- Born: May 17, 1857 Philadelphia, Pennsylvania, U.S.
- Died: April 4, 1946 (aged 88) Philadelphia, Pennsylvania, U.S.
- Employer: E. W. Clark & Co.
- Spouse: Lydia Jane Clark
- Children: Edward Walter Clark III
- Parent(s): Edward White Clark Mary Todhunter Sill
- Relatives: Enoch White Clark (grandfather) Edward Walter Clark II (brother) Clarence Munroe Clark (brother) Joseph Sill Clark Sr. (brother) Percy Hamilton Clark (brother)

= Edward Walter Clark Jr. =

Edward Walter Clark (May 17, 1857 – April 4, 1946) was a Philadelphia businessman and banker who was also noted as a first-class cricketer, yachtsman, and a breeder of cocker spaniels.

A third-generation member of the Clark banking family, Clark was a senior partner in the E. W. Clark & Co. investment house, a vice president of the First National Bank of Philadelphia, and a manager of Lehigh Coal & Navigation Company. In his leisure time, he was a prominent cricket player in Philadelphia-area clubs, served as commodore of the Philadelphia Corinthian Yacht Club, and was a part-owner of the Irolita Kennels.

==Biography==
He was born in Philadelphia, Pennsylvania, on May 17, 1857. He was the eldest of six siblings, including a brother, Clarence Munroe Clark, born to Mary Todhunter Sill (1835-1908) and Edward White Clark (1828-1904). His grandfather was Enoch White Clark (1802-1856). Edward was called "Jr." to distinguish him from his father.

☆ ☆ ☆ ☆ ☆

→ **Assigned task A**:
Recast as a bulleted list the paragraph of the biography of Edward Walter Clark Jr. that begins "A third-generation member of the Clark banking family," retaining its principal facts.
→ **Assigned task B**:
Proceed with the biography of Edward Walter Clark Jr., resuming directly after its final sentence.
The data reproduced below are separate material, unconnected with the biography of Edward Walter Clark Jr.

(Excerpts from a dataset)
☆ ☆ ☆ ☆ ☆

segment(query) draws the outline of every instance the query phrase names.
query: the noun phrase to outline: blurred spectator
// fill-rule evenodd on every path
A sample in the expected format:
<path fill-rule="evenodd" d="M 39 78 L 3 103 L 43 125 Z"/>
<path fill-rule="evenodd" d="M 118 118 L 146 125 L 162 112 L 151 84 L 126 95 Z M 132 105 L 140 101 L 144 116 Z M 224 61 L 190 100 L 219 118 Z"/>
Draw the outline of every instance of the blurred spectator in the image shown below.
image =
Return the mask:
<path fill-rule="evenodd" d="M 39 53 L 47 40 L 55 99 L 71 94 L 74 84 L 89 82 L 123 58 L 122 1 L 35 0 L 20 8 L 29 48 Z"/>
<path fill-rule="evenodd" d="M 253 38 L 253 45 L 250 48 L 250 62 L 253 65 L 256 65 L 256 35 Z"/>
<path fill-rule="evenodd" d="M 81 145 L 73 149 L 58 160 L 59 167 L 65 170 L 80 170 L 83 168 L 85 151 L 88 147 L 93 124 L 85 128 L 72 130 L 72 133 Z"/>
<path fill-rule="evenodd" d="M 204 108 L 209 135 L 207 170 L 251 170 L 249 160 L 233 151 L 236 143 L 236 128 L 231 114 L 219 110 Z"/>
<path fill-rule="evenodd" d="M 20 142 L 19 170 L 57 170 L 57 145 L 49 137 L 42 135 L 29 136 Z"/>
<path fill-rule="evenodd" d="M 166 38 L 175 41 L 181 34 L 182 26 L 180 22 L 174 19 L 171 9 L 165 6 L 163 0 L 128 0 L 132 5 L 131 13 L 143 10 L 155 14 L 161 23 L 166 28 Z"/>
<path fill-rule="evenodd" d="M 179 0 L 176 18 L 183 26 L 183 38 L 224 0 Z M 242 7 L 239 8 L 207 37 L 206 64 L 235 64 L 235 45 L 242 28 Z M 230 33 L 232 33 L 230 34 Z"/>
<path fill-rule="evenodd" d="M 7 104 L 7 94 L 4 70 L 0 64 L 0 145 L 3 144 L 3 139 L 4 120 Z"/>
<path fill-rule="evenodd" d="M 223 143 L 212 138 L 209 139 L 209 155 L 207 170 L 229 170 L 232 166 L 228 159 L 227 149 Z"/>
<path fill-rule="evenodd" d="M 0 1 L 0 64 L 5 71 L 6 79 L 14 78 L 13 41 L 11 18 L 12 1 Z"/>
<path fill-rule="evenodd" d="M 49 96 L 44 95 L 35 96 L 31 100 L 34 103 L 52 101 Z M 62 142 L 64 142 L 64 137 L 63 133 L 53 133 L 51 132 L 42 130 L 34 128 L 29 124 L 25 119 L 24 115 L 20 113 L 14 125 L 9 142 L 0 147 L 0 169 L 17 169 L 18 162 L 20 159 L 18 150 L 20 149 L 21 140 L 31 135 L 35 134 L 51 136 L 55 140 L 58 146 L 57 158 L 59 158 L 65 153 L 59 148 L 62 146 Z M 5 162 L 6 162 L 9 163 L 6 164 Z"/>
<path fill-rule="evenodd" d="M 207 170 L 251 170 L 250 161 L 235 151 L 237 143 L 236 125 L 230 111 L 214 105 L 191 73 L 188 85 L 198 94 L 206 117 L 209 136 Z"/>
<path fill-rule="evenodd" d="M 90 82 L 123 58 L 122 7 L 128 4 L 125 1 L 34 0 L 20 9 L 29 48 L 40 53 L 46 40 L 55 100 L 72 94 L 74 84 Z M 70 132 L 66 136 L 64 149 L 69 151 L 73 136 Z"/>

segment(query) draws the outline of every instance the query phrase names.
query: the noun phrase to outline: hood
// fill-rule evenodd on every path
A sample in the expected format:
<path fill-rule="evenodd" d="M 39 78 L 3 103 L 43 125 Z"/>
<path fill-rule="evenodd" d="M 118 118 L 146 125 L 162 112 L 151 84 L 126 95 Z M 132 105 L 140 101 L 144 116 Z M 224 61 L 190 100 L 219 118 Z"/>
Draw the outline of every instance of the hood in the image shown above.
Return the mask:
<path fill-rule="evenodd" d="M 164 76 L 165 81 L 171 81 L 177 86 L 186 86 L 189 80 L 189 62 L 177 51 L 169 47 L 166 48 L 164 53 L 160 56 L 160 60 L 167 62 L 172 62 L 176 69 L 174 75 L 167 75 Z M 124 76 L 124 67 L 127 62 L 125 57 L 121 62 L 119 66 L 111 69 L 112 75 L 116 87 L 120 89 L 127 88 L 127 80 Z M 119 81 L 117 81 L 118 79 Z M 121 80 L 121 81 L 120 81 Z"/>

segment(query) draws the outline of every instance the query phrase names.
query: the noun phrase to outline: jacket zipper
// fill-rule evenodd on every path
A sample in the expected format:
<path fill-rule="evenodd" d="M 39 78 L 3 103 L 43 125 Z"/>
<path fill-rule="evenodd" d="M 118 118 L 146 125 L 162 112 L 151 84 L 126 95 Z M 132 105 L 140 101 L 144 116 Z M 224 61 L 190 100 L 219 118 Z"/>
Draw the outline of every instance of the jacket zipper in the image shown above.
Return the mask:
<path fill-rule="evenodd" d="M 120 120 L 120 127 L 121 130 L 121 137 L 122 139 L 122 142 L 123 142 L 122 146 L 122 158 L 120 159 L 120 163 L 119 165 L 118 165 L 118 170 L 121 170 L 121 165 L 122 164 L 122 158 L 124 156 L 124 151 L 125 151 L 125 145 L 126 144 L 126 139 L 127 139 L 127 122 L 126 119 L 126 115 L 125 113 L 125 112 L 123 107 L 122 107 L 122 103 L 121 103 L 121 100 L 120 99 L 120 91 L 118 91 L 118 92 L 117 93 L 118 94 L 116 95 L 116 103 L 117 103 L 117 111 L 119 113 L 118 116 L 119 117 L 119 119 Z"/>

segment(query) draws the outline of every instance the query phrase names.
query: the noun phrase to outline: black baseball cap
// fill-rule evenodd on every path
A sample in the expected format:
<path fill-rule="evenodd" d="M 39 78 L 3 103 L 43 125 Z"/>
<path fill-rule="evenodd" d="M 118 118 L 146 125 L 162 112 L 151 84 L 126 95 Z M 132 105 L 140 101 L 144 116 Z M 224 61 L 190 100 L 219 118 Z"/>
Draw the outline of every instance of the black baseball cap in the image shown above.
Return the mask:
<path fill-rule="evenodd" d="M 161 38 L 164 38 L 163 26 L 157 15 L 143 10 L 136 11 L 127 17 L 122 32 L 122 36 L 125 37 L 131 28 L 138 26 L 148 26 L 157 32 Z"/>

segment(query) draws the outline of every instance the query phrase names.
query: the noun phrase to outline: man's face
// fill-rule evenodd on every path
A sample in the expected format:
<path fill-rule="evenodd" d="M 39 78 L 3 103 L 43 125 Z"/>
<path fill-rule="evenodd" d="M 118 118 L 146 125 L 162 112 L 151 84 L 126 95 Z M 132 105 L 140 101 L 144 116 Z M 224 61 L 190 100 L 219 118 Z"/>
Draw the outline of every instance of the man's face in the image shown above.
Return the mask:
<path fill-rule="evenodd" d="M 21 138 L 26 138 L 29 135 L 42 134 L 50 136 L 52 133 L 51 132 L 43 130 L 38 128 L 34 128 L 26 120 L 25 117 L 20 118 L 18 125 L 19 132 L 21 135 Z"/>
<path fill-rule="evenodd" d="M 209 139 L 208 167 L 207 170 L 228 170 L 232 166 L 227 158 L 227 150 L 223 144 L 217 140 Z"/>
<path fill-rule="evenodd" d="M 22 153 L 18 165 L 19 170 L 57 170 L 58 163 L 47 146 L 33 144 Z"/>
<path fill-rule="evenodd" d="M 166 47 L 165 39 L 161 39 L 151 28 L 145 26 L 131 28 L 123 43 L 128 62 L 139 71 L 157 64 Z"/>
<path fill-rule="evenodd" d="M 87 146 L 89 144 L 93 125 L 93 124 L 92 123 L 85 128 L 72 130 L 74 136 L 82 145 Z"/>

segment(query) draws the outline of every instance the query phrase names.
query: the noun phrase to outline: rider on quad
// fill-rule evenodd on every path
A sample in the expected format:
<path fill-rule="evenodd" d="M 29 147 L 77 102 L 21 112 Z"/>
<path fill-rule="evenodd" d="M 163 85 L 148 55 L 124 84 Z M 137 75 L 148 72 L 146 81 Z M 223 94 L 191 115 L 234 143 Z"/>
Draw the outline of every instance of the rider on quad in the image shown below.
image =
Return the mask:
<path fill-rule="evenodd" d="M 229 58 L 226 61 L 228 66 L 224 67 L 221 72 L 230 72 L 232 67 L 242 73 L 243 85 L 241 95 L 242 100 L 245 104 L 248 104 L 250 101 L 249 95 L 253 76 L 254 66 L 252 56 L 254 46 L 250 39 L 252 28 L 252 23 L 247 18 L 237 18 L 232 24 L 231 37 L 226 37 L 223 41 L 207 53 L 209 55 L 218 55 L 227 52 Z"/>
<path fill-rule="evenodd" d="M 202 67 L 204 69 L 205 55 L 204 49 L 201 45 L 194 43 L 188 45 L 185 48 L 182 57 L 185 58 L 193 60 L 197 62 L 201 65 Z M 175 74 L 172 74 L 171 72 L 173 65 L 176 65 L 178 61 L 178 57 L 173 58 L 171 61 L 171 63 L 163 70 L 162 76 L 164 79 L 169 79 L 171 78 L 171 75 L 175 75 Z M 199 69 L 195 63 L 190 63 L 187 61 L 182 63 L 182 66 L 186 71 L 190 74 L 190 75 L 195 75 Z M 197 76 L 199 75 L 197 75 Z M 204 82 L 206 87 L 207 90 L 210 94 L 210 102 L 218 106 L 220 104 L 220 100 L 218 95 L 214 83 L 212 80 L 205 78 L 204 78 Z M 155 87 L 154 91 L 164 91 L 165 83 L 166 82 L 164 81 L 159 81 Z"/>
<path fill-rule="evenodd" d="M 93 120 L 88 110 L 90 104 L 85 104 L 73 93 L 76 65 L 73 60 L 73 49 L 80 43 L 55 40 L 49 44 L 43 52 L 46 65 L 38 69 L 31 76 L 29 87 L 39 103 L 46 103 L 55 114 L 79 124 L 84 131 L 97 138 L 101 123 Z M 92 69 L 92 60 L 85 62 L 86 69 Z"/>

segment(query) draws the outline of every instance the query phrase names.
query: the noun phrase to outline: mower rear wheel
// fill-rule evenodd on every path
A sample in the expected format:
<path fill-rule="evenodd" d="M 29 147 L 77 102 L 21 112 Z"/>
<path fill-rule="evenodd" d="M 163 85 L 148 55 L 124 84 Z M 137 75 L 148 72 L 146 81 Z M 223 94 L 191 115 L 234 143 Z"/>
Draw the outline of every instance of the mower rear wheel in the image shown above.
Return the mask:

☆ ☆ ☆ ☆ ☆

→ **Answer box A**:
- Third-generation member of the Clark banking family
- Senior partner in the E. W. Clark & Co. investment house
- Vice president of the First National Bank of Philadelphia
- Manager of Lehigh Coal & Navigation Company
- Prominent cricket player in Philadelphia-area clubs
- Commodore of the Philadelphia Corinthian Yacht Club
- Part-owner of the Irolita Kennels

→ **Answer box B**:
Clark, who attended Germantown Academy and the University of Pennsylvania. He married Lydia Jane Newhall (1858-1936) on October 31, 1882, in Philadelphia. They had two sons, George Newhall Clark (1887-1906), who died while at Harvard of influenza; and Sydney Procter Clark; and two daughters, Frances Clark Stoddard, and Christine Clark Willetts.

In 1904, he became a senior partner at E. W. Clark & Co.

He became a trustee of the Pomfret School, and gave the school a dormitory, Dunworth, in 1905. In 1907, he donated the Clark Memorial Chapel to honor his deceased son.

In 1925, he bought the yacht Resolute. In 1930, with Winthrop Aldrich and Vincent Astor, he financed the sloop Enterprise to compete in the America's Cup.

==Clubs==
He was a member of the Rittenhouse Club, the Racquet Club of Philadelphia, the Germantown Cricket Club, the Union League, the New York Yacht Club.

==Cricket==
Clark was a prominent cricketer, playing as a right-handed middle-order batsman and a right-arm medium bowler, bowling in the round-arm style. His career in front-rank American cricket lasted from 1877 to 1906, during which he played for many different sides.

Between 1880 and 1897, he appeared in 27 matches that are considered as "first-class cricket", some of them all-American games and others against touring teams from England. His highest first-class score was an innings of 147 made in a rather strange match in 1894 in which his team batted for the whole of the two days allotted to the game, which was therefore left drawn.

His brothers Herbert, Joseph, and Percy also played first-class cricket, though Joseph was better known as a tennis champion.

==Death==
He died on April 4, 1946, at Thomas Jefferson University Hospital in Philadelphia.